_Texte présenté_.
◆ ◆ ◆ ◆ ◆
Le jour où... « Le Monde » vire ReiserLe Jour Où

LE MONDE |  • Mis à jour le  | Par 
Jean-Marc Reiser au siège d'Hara-Kiri
Jean-Marc Reiser au siège d'Hara-Kiri | Michel BARET/RAPHO
De 1945 à 2003, « Le Monde » raconte, pendant deux semaines, les dates qui ont marqué l'actualité, mais aussi scandé sa propre histoire. Ces douze épisodes de la série « le jour où… » seront publiées dans le livre édité pour les 70 ans du « Monde », chez Flammarion, le 24 septembre.
L'été 1978 était pourri, de la pluie pour les juillettistes et guère mieux pour les aoûtiens – le détail a son importance. Pas le genre de vacances à passer au camping, mais à vrai dire les lecteurs du Monde dorment peu sous la tente. Le journal coûte 1,80 franc et surfe sur l'après-Mai 68, décennie bénie où les tirages flirtent avec les 600 000 exemplaires. Le 10 juillet, Le Monde annonce à sa « une » deux feuilletons estivaux, un polar sur la Californie, « paradis des milliardaires et des hippies », de l'Ecossais Alistair MacLean, et une bande dessinée qui se moquera du « stakhanovisme du congé ». Une BD originale, confiée à une vedette : Jean-Marc Reiser, 37 ans, jeune homme blond et charmant aux faux airs de Daniel Cohn-Bendit, étoile filante qui mourra foudroyé par un cancer cinq ans plus tard, au sommet de sa gloire.
Le Monde, à l'époque, est un journal austère, sans photos. « Il faut imaginer que les seules images qu'il y avait alors, c'était des cartes de géographie ou presque », rappelle Delfeil de Ton, duNouvel Observateur. Depuis 1968, la rédaction de la rue des Italiens compte pourtant un jeune « rubricard éducation » qui défend avec ferveur le dessin de presse. On l'ignore : Bruno Frappat, ex-fan deSpirou et futur directeur de la rédaction du Monde (de 1991 à 1994), écrivit sous le pseudonyme de Joannès Chaize dans La Gueule ouverte, mensuel libertaire et écolo, annexe du mensuel « bête et méchant »Hara-Kiri et de Charlie Hebdo.
NEUVIÈME ART »
A 33 ans, Frappat s'est « autoproclamé » spécialiste de la bande dessinée au Monde. C'est lui qui publie le premier article sur le Festival d'Angoulême, en 1974, sous le bandeau « neuvième art ». Il explique aux lecteurs – mais aussi à la direction du journal – que la BD n'est ni« une maladie honteuse », ni « un signe de perversion culturelle ou de débilité », mais « l'un des continents de la culture d'aujourd'hui ». L'été 1974, Le Monde publie en avant-première, sous forme de feuilleton, un nouvel Astérix, Le Cadeau de César. Rien de très dérangeant.
◆ ◆ ◆ ◆ ◆
[Données de pointage par expression référentielle]

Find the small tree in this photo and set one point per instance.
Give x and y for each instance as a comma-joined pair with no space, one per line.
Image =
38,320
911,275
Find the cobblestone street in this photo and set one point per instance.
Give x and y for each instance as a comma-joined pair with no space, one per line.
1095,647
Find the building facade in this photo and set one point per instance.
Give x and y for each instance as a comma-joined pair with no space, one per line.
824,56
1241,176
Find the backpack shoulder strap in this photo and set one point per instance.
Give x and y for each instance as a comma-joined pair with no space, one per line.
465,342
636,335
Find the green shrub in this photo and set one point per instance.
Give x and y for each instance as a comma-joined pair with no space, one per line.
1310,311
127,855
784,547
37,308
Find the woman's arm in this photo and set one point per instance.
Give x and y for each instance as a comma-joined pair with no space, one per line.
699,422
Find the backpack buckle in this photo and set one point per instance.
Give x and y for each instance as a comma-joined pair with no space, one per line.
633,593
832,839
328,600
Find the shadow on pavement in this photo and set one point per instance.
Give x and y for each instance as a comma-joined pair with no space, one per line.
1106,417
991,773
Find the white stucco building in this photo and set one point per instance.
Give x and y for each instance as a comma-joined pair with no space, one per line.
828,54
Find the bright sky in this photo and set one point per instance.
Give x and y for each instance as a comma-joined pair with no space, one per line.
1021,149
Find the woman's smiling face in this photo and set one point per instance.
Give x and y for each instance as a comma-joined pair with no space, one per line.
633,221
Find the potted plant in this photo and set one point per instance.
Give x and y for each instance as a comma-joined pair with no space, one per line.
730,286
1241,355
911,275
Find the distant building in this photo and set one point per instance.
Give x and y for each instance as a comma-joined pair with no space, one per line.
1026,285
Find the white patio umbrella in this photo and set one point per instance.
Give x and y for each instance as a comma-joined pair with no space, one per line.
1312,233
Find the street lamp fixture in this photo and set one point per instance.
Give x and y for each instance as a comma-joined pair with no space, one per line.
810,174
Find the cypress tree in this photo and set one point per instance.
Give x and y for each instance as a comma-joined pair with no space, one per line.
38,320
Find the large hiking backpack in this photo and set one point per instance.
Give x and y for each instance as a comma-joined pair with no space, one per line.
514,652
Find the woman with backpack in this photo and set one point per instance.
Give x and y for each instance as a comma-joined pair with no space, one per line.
◆ ◆ ◆ ◆ ◆
_Consigne_. Recopiez l'extrait de l'article sur Reiser et « Le Monde » en commençant par « Le jour où... » et en poursuivant jusqu'à « le 24 septembre. », mais substituez « Gallimard » à « Flammarion ».

_Réponse_.
Le jour où... « Le Monde » vire ReiserLe Jour Où

LE MONDE |  • Mis à jour le  | Par 
Jean-Marc Reiser au siège d'Hara-Kiri
Jean-Marc Reiser au siège d'Hara-Kiri | Michel BARET/RAPHO
De 1945 à 2003, « Le Monde » raconte, pendant deux semaines, les dates qui ont marqué l'actualité, mais aussi scandé sa propre histoire. Ces douze épisodes de la série « le jour où… » seront publiées dans le livre édité pour les 70 ans du « Monde », chez Gallimard, le 24 septembre.